### Objective
Select each line in the material below that contains the word "like" and copy those lines.

### Material for the task
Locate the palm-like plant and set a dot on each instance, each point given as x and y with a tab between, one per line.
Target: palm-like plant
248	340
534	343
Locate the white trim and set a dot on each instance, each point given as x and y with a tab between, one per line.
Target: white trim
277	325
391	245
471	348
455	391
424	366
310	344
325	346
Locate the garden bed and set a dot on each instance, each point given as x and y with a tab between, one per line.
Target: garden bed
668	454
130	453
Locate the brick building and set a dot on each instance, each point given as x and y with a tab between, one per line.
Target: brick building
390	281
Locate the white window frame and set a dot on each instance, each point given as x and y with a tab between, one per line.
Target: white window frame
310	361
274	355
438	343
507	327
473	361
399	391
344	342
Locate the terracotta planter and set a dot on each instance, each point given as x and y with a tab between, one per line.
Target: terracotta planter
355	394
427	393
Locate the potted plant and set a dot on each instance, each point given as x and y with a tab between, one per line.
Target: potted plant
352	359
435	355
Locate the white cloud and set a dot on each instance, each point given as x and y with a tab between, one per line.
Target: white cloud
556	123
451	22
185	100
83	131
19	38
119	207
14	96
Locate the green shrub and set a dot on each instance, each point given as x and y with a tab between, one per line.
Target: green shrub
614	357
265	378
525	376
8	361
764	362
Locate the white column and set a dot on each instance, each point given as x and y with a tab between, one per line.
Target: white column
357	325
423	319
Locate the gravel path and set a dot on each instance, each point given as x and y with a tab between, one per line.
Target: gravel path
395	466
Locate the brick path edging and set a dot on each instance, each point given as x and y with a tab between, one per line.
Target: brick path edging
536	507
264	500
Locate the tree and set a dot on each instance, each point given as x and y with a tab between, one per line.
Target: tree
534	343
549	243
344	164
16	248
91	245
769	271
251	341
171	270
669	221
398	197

--

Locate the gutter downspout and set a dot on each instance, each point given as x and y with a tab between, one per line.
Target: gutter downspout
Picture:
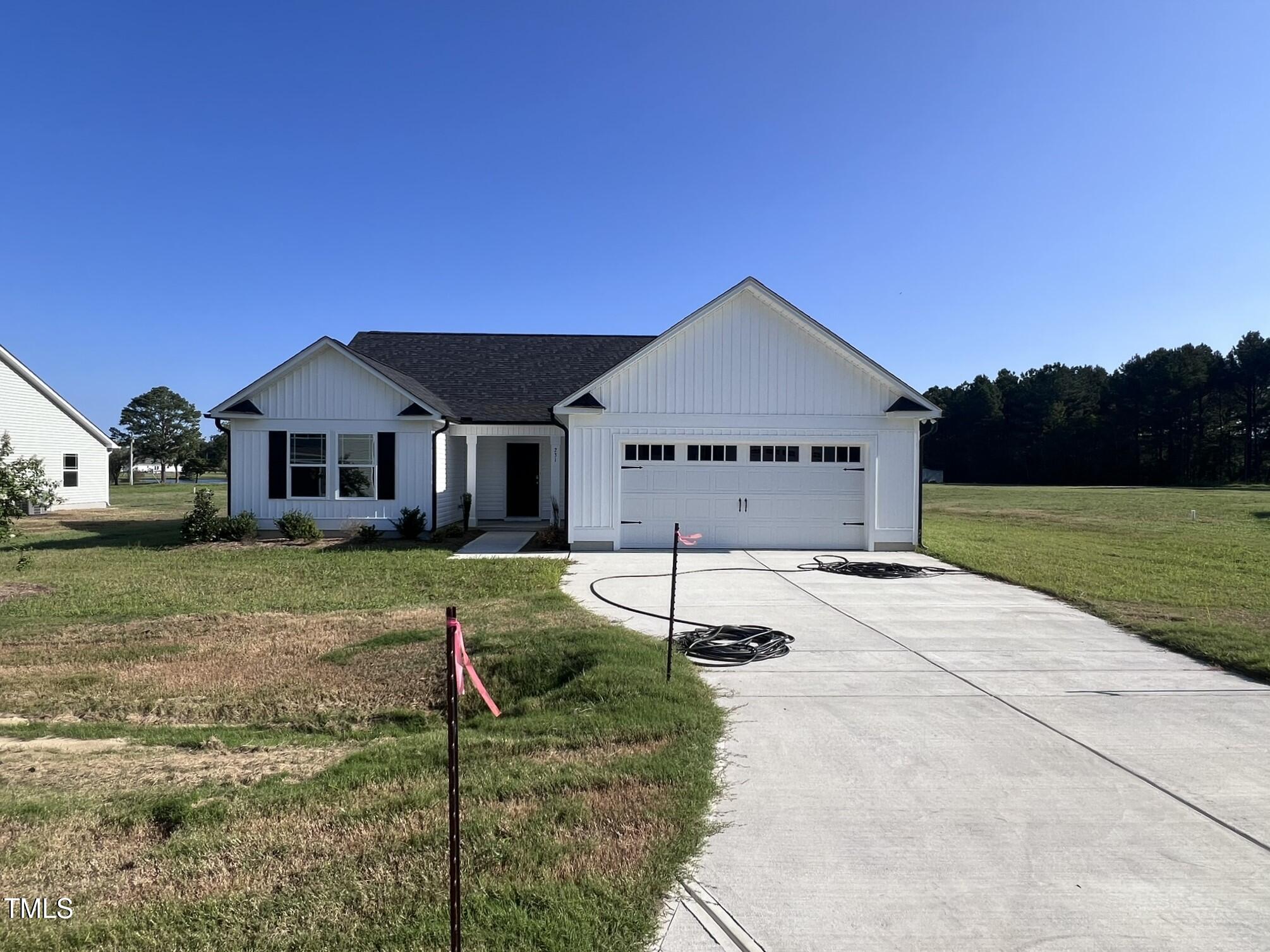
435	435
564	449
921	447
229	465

### Answer below
Locate the palm-like plant and set a dot on each instance, each point given as x and y with a tab between, one per line.
Target: palm-like plant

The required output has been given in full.